Candidates and politicians flocked to cast their vote

‘One of the most important polls’


Traian Basescu and his wife and younger daughter cast their ballots at Bucharest’s A.D. Xenopol High School yesterday morning. The presidential family voted both in the referendum and for head of state. After casting his ballot, Basescu said Sunday’s vote was one of the most important, because it gives Romanians the possibility to tell Parliament how to work and to elect their president.


The head of state labeled the vote as “an extraordinary exercise of power” and voiced conviction that Romanians will come in large numbers to exercise “their sovereignty to their own interest.” The unicameral Parliament referendum was called by Basescu, who has repeatedly pleaded in favour of a slimmer legislative assembly, with 300 lawmakers at most, down from the current 471, but was heavily criticized by the civil society and the media. For a public referendum to be considered valid, at least 50 per cent of registered voters have to cast their ballot.


PM Boc and the leader of the Democrat Liberal Party, which supports Basescu in the poll, said after casting his ballot in Cluj that he voted for a “common sense Parliament” and a president “who will continue to be able to give Romania back to Romanians.” “It’s an important day in the lives of Romanians, an important day for Romanian democracy, we have a referendum to modernize Parliament and we have to choose a president who will shape out Romania’s destiny in the next five years,” Boc said.


PM designate Liviu Negoita, Basescu’s second appointment on the job, also said he voted for an “honest president and a more efficient Parliament,” while acting Tourism and Environment Minister Elena Udrea voiced hope that “we will continue changes, with the same president.”


‘Time to focus on what truly matters’


Mircea Geoana and his wife cast their ballot at Bucharest’s Jean Monnet High School as well. The PSD candidate voted both for president and in the referendum, underlining that he has been in favor of reducing the number of lawmakers since 2005. “After five years of scandal, the Romanian people has the power to decide. It’s time to focus on things that truly matter, such as fighting the crisis, re-launching jobs and the industry,” he said. Geoana also thanked the media and NGOs for their vigilance and support in the fight against massive fraud attempts and called on authorities to do everything possible to assure a fair voting process.


The PSD leader also voiced hope that Romanians will come to cast their vote, underlining that the stake of the election goes beyond people or parties. “It’s about what Romania will look like in the next 20 years,” he said.


Ex president Ion Iliescu, honorary leader of the PSD, voted only in the presidential election, saying that the referendum was “a whim and a diversion” staged by President Basescu. “I shared NGO’s opinion that this referendum is useless. (…) It has no consequence because any change must go through Parliament, so it’s only a diversion in the election campaign,” Iliescu said. When asked to comment on the fact Geoana voted in the referendum, Iliescu said, “it’s his business.”


As for whom he voted for president, Iliescu seemed to have a moment of hesitation when asked, as he replied, “For Basesc… For Geoana.”


A vote for a different Romania


Crin Antonescu, Liberal leader and presidential runner came to the ballot station together with his wife, MEP Adina Valean, and Liberal leaders Ludovic Orban and Norica Nicolai. After casting his vote, Antonescu told reporters that he voted for “something I’ve been expecting for five years and some of us, even for 20 years: a real, profound change, another way of doing politics, another way of living in Romanian society, for a different Romania.”

★ ★ ★ ★ ★ ★ ★

Can you carry the news report on Romanian politicians casting their votes further, starting right after its last sentence?

★ ★ ★ ★ ★ ★ ★

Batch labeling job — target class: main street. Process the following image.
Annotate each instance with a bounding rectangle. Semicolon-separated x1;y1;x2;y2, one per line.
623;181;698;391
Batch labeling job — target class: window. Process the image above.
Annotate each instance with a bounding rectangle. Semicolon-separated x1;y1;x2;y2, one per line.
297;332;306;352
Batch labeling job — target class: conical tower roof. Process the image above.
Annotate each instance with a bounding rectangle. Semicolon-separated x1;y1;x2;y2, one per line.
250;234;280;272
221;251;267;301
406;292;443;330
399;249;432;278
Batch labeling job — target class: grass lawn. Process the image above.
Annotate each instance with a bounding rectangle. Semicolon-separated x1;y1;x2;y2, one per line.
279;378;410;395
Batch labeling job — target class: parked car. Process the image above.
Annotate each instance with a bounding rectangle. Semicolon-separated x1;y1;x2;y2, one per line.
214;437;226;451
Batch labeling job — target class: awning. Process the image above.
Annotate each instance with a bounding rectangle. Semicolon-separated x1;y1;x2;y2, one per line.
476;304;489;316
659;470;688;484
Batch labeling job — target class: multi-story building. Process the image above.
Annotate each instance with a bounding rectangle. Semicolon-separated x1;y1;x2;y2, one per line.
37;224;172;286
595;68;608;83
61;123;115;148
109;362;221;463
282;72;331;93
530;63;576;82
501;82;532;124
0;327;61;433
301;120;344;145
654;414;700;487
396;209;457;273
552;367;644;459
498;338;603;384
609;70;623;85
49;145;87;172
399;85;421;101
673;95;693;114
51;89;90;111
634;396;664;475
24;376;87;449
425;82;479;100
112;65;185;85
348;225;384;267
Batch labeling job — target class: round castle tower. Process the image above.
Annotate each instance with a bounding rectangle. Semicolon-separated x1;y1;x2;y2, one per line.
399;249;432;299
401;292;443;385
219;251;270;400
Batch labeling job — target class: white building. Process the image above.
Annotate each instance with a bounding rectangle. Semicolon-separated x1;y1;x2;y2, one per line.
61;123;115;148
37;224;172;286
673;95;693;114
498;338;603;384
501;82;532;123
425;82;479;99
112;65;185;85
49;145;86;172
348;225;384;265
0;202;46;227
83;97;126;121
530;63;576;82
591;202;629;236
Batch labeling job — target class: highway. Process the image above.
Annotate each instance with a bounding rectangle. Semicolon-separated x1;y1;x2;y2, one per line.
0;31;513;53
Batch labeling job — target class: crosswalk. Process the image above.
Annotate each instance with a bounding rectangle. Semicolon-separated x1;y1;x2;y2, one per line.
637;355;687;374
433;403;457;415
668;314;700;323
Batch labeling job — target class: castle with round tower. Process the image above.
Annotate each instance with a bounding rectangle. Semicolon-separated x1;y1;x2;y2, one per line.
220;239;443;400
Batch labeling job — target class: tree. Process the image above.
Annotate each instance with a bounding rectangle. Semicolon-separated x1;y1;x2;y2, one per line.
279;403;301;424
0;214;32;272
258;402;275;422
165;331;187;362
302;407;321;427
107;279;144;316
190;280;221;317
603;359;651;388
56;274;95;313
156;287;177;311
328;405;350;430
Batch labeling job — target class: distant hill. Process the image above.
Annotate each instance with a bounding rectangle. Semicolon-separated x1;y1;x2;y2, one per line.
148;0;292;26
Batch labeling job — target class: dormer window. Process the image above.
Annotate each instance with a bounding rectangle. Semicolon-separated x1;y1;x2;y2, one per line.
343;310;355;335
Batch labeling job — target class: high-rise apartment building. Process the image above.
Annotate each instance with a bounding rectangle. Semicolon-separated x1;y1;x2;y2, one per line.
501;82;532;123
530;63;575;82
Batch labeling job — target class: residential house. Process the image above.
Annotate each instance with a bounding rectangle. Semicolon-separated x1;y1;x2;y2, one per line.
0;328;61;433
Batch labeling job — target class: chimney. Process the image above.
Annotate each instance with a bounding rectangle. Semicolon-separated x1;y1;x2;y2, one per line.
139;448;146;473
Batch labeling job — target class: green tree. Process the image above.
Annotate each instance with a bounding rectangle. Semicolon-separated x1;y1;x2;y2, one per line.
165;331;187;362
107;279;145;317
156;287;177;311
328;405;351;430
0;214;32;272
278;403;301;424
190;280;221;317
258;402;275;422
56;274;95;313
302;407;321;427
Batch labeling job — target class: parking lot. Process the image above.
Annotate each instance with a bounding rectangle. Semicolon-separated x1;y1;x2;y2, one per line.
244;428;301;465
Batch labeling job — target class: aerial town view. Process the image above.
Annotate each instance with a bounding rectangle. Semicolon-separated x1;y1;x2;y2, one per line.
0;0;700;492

★ ★ ★ ★ ★ ★ ★

SOLVED PROBLEM:
Another prominent Liberal figure, businessman Dinu Patriciu, voted only in the presidential poll, refusing to vote in the referendum, which he labeled “nonsense and electoral provocation.”


Former President Emil Constantinescu also voted for “a real change” yesterday. Constantinescu, who has supported Antonescu in this election, said that this poll was the first time in 13 years that Romanians “have the opportunity to choose not from the least of evils, but to choose the good.” The former president refused to vote in the referendum, saying it was useless.


Sibiu Mayor Klaus Iohannis, the opposition’s choice for PM and generally seen as a supporter of Liberal doctrines, refused to vote in the referendum too. He only cast his ballot in the presidential poll, saying he voted “for normality.”


Oprescu, the first to vote


Sorin Oprescu, the first presidential runner to cast his ballot, was Bucharest General Mayor , who ran as an independent. Oprescu, who was ranked fourth in the polls, said he voted for change and “for the first truly independent president of our democracy.” He added that he voted in the referendum as well, but refused to provide other details.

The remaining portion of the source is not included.